-- Begin Input --

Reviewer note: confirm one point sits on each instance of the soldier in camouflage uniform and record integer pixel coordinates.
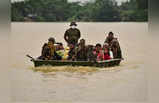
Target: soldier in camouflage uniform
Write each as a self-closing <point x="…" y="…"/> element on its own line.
<point x="72" y="35"/>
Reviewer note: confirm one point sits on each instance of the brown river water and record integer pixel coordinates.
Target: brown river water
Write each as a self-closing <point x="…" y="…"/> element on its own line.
<point x="123" y="83"/>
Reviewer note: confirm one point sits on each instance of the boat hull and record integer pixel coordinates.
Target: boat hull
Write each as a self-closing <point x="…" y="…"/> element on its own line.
<point x="106" y="63"/>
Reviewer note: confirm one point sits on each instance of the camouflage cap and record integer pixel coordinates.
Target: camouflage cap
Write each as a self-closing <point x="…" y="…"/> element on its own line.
<point x="51" y="39"/>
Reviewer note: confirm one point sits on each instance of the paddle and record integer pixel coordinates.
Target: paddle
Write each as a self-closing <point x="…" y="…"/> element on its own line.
<point x="32" y="59"/>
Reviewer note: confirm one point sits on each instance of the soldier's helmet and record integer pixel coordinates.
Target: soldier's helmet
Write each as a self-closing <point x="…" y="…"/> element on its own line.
<point x="73" y="23"/>
<point x="51" y="39"/>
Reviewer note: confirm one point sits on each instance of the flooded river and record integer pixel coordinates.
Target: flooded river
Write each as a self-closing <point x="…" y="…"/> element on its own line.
<point x="123" y="83"/>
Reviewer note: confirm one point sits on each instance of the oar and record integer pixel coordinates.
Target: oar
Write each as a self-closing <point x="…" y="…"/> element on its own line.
<point x="32" y="59"/>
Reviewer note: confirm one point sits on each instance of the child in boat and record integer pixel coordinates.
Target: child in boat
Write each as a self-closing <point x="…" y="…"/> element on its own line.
<point x="81" y="51"/>
<point x="98" y="52"/>
<point x="71" y="53"/>
<point x="60" y="49"/>
<point x="106" y="52"/>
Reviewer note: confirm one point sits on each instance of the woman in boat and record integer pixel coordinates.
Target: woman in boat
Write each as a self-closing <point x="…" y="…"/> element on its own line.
<point x="71" y="53"/>
<point x="115" y="47"/>
<point x="106" y="52"/>
<point x="72" y="35"/>
<point x="98" y="52"/>
<point x="81" y="52"/>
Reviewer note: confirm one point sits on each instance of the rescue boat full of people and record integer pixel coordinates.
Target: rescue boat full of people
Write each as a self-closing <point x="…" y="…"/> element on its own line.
<point x="79" y="54"/>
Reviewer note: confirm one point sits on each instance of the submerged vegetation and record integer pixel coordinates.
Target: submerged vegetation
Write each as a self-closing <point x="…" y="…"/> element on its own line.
<point x="62" y="10"/>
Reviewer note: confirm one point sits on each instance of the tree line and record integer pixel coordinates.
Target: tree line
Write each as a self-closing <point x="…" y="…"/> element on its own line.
<point x="93" y="11"/>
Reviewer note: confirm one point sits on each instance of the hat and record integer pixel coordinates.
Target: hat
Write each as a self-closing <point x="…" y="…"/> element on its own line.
<point x="111" y="32"/>
<point x="73" y="23"/>
<point x="51" y="39"/>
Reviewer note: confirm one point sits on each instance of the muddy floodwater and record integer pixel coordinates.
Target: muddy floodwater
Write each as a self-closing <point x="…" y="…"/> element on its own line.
<point x="124" y="83"/>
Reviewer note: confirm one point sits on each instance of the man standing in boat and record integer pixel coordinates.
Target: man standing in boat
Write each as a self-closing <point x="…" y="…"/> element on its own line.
<point x="72" y="35"/>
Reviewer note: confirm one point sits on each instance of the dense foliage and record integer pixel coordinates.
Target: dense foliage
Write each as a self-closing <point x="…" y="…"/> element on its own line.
<point x="62" y="10"/>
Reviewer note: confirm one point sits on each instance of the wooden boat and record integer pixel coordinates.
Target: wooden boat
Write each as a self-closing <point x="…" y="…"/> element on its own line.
<point x="105" y="63"/>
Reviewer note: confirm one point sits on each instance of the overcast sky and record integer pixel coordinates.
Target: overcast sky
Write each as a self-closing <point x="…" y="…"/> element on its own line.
<point x="119" y="1"/>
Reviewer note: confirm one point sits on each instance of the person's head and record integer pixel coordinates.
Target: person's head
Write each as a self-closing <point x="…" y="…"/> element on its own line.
<point x="73" y="25"/>
<point x="98" y="47"/>
<point x="50" y="44"/>
<point x="111" y="35"/>
<point x="105" y="46"/>
<point x="51" y="39"/>
<point x="61" y="46"/>
<point x="82" y="42"/>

-- End Input --

*What is asked*. Reproduce every one of the rows above word for word, omitting the picture.

*Result below*.
Reviewer note: confirm one point sits on each instance of the soldier in camouflage uniform and record integer pixel coordinates.
Target: soldier in camouflage uniform
Write each as a self-closing <point x="…" y="…"/> element on its own line.
<point x="72" y="35"/>
Reviewer note: confirm one point sits on each instance of the brown river water and record integer pixel coordinates.
Target: brown river water
Write each as a self-closing <point x="…" y="…"/> element on its own line.
<point x="123" y="83"/>
Reviewer note: confirm one point sits on each instance of the boat hull and record integer pixel coordinates.
Target: boat hull
Write each as a self-closing <point x="…" y="…"/> element on its own line.
<point x="106" y="63"/>
Reviewer note: confirm one point sits on each instance of the camouflage cap and record integer pixel coordinates.
Target: camouflage cap
Write each as a self-closing <point x="…" y="…"/> element on its own line.
<point x="51" y="39"/>
Reviewer note: confirm one point sits on each instance of the paddle and record integer pixel coordinates.
Target: paddle
Write each as a self-closing <point x="…" y="…"/> element on its own line.
<point x="32" y="59"/>
Reviewer note: confirm one point sits on each instance of the soldier's helmet and record integer pixel coordinates.
Target: soldier's helmet
Write each as a self-closing <point x="…" y="…"/> element on its own line.
<point x="73" y="23"/>
<point x="51" y="39"/>
Reviewer note: confirm one point sits on each instance of the flooded river and record integer pixel coordinates.
Target: flooded river
Write each as a self-closing <point x="…" y="…"/> element on its own line.
<point x="123" y="83"/>
Reviewer note: confirm one point sits on each instance of the oar and record integer pixel coordinates.
Target: oar
Write each as a self-closing <point x="…" y="…"/> element on its own line.
<point x="32" y="59"/>
Reviewer note: confirm one point sits on each instance of the child in boat and record integer pixel coordinates.
Target: child in boat
Write each as a self-closing <point x="…" y="…"/> element on its own line.
<point x="81" y="51"/>
<point x="98" y="52"/>
<point x="71" y="53"/>
<point x="60" y="49"/>
<point x="106" y="52"/>
Reviewer note: confirm one point sits on each instance of the woman in boat and record integer pixel coordinates.
Target: woman in boat
Write each as a self-closing <point x="…" y="…"/> element on its own line.
<point x="71" y="53"/>
<point x="115" y="47"/>
<point x="106" y="52"/>
<point x="72" y="35"/>
<point x="98" y="52"/>
<point x="81" y="52"/>
Reviewer note: confirm one point sits on each instance of the rescue boat full of people and record integer pixel coordinates.
Target: rescue boat full of people
Write each as a self-closing <point x="…" y="…"/> element on its own line.
<point x="79" y="54"/>
Reviewer note: confirm one point sits on each instance of the submerged vegetation and record integer pixel coordinates.
Target: submerged vegetation
Write each as a self-closing <point x="…" y="…"/> element on its own line.
<point x="62" y="10"/>
Reviewer note: confirm one point sits on each instance of the tree line and record integer pixel coordinates.
Target: tree line
Write each as a self-closing <point x="…" y="…"/> element on its own line.
<point x="93" y="11"/>
Reviewer note: confirm one point sits on each instance of the hat and record integer pixel coordinates.
Target: hat
Write each as a self-closing <point x="…" y="…"/> element on its own line.
<point x="111" y="32"/>
<point x="73" y="23"/>
<point x="51" y="39"/>
Reviewer note: confirm one point sits on each instance of the muddy floodwater and record integer pixel coordinates.
Target: muddy floodwater
Write each as a self-closing <point x="…" y="…"/> element on its own line.
<point x="124" y="83"/>
Reviewer note: confirm one point sits on each instance of the man standing in boat and record integer pixel coordinates.
Target: man standing in boat
Write each as a self-closing <point x="…" y="…"/> element on its own line.
<point x="72" y="35"/>
Reviewer note: confirm one point sits on each instance of the dense foliage and record integer pixel coordinates.
Target: dense foliage
Write each as a self-closing <point x="…" y="…"/> element on its own line.
<point x="62" y="10"/>
Reviewer note: confirm one point sits on each instance of the wooden boat and record integer pixel coordinates.
Target: wooden boat
Write each as a self-closing <point x="…" y="…"/> element on its own line.
<point x="105" y="63"/>
Reviewer note: confirm one point sits on each instance of the overcast sky and record integer pixel coordinates.
Target: overcast sky
Write each as a self-closing <point x="…" y="…"/> element on its own line.
<point x="119" y="1"/>
Reviewer note: confirm one point sits on each instance of the person's head and record integer pixel coordinates.
Target: person's head
Write each as a self-closing <point x="…" y="…"/> element on its own line.
<point x="73" y="25"/>
<point x="98" y="47"/>
<point x="50" y="44"/>
<point x="111" y="35"/>
<point x="105" y="46"/>
<point x="51" y="39"/>
<point x="61" y="46"/>
<point x="82" y="42"/>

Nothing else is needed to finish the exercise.